* Task description: Every entry, exactly as given, must be retyped.

* Available records:
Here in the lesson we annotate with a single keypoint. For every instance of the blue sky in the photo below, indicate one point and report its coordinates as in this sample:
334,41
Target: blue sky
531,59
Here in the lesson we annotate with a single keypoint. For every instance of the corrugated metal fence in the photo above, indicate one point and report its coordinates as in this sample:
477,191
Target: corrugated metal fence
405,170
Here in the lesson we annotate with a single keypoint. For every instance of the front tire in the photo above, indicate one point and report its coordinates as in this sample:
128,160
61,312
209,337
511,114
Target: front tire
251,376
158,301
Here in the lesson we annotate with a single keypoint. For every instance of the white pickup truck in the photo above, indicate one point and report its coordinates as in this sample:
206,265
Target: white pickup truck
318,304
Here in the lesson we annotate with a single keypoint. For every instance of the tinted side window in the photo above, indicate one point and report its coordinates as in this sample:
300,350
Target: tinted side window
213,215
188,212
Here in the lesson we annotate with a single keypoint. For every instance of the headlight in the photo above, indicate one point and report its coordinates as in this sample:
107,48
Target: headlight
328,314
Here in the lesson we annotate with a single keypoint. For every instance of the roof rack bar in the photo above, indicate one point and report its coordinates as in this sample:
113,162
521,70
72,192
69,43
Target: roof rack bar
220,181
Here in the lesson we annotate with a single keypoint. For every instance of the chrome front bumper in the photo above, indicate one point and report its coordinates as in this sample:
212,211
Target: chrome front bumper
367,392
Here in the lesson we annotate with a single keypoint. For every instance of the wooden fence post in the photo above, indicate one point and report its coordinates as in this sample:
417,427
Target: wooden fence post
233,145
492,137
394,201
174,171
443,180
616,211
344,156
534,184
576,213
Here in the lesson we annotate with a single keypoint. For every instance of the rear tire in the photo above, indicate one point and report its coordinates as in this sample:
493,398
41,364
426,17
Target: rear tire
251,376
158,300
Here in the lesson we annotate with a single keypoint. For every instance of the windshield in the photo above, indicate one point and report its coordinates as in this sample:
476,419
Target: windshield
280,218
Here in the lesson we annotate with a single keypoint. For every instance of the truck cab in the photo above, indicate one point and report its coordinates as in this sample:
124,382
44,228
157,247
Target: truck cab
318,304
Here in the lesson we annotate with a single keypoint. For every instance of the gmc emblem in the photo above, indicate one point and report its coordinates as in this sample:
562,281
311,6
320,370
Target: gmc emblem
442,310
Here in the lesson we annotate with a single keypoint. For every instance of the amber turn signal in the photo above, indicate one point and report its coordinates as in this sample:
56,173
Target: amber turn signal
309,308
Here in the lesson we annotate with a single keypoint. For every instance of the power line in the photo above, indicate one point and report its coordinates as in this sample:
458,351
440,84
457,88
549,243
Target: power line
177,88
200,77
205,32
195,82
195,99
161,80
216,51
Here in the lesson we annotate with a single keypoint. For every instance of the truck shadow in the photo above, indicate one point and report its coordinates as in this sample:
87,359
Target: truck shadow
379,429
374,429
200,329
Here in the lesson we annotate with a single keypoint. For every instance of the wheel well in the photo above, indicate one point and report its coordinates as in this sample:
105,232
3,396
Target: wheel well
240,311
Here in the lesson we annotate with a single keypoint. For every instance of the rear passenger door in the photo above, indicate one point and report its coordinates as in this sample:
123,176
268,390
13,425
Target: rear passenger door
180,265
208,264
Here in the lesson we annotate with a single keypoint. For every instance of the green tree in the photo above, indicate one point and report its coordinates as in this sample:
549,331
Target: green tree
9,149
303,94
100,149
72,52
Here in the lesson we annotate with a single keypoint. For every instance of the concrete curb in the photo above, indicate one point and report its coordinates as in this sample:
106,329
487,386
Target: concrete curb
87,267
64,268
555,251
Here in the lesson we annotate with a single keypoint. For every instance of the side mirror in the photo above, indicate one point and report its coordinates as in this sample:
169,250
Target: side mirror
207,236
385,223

* Answer to the exercise:
Here in the lesson we annotate with a single keypoint. For every instance of the blue sky in the photo below, indicate one point and report its coordinates as in this sample:
334,41
Target: blue sky
531,59
Here in the lesson we annotate with a single keypoint. For every instance of the corrugated metal fence in the photo above, indicate one point and report its coordinates as in this sample:
477,191
Target: corrugated metal fence
405,170
Here in the lesson we annotate with a single keypoint. For every instance of the front tire in the photo above, indicate one point and report its coordinates as in this sample:
128,160
61,312
209,337
511,114
Target: front tire
251,376
158,301
Here in the lesson we annotate with a single keypoint. For every instance of the white pickup truck in the photo above, indicate one point and report its coordinates as in this sample:
206,265
Target: white pickup truck
318,304
Here in the lesson we annotate with a single keypoint. For every instance of the tinted side window in the photo above, indicate one point and report its coordinates as in this sample:
300,350
Target: tinted side window
213,215
188,212
Here in the lesson we annotate with a single keypoint. For every instance of the headlight in the photo above, indicate one point and report its coordinates as in this sample:
107,48
Target: headlight
328,314
Here in the lesson we annotate with a single keypoint. For every instance of the roof rack bar in the photo above, indicate one point and report its coordinates as in this sample:
113,162
521,70
72,192
69,43
Target: roof rack bar
220,181
Here in the lesson we annotate with a single keypoint. For every instance of the chrome front bumper in the photo above, indicate one point and report its coordinates as in this sample:
212,211
Target: chrome front bumper
367,392
Here in the lesson we annotate with a single keypoint. For every instance of the wooden fence post in the photo above, indicate one point and report its coordinates as in this sample:
417,427
Target: wooden fence post
233,145
492,137
394,201
174,171
443,180
616,211
344,156
534,184
576,213
Here in the lesson we annotate with a single keypoint. For every instance of the rear tire in the photo above, indicate one point and report its coordinates as in this sample:
493,398
41,364
426,17
Target: rear tire
251,376
158,300
Here in the lesson we annotate with a single keypoint. For every instance of the windshield in the photo above, indicate one point and report its coordinates as in this sample:
476,419
Target: windshield
280,218
Here in the lesson we annotate with a single keypoint. For every instance of the truck cab in the photo above, indicate one point and report its coordinates as in this sample:
124,382
44,228
157,247
Target: truck cab
318,304
Here in the lesson we annotate with a single keypoint. For every instance of the gmc emblem in the photo above, indicate one point and report its coordinates as in this sample:
562,281
311,6
320,370
Target: gmc emblem
442,310
Here in the lesson we annotate with a single keypoint. For every instance of the amber turn signal in the photo above, indicate one point and report its coordinates as in this sample:
56,173
Target: amber turn signal
309,308
Here in the lesson we annotate with a single keypoint. For every instance of the power line in the photo above, indicate one point and report its coordinates as in this sample:
458,351
440,84
457,88
549,243
Target: power line
177,88
200,77
205,32
195,82
195,99
161,80
216,51
Here in the lesson we annotate with a single keypoint. For every instance of the truck shadow in the photo above, indicate one point and report its coordinates as in this sample:
87,359
Target: truck shadow
379,429
374,429
200,329
Here in the lesson we annotate with a single keypoint. For every instance of the wheel well in the photo above, indicate one point and report its coordinates as in this sample:
105,232
3,396
Target: wheel well
240,311
Here in the lesson we annotate with a single keypoint. For every instance of the rear passenger door in the photo above, indicate one point and report its coordinates as in this sample:
123,176
268,390
13,425
Target: rear passenger door
180,265
208,264
Here in the lesson we annotate with a single keypoint. For every instance of the green tree in the photo above, indicate one point and report its coordinates as in this sample:
549,331
Target: green tree
9,149
303,94
100,149
72,52
Here in the lesson we annotate with a single keypoint. For every instance of the concrete curb in the photo above, indicate one point and report its coordinates as in this sample:
106,329
487,386
Target: concrete curb
87,267
64,268
555,251
Here in the lesson we annotate with a single keypoint. For every instance of the side mirror in the photo above, indicate one point and report its coordinates as in this sample:
169,250
Target: side mirror
207,236
385,223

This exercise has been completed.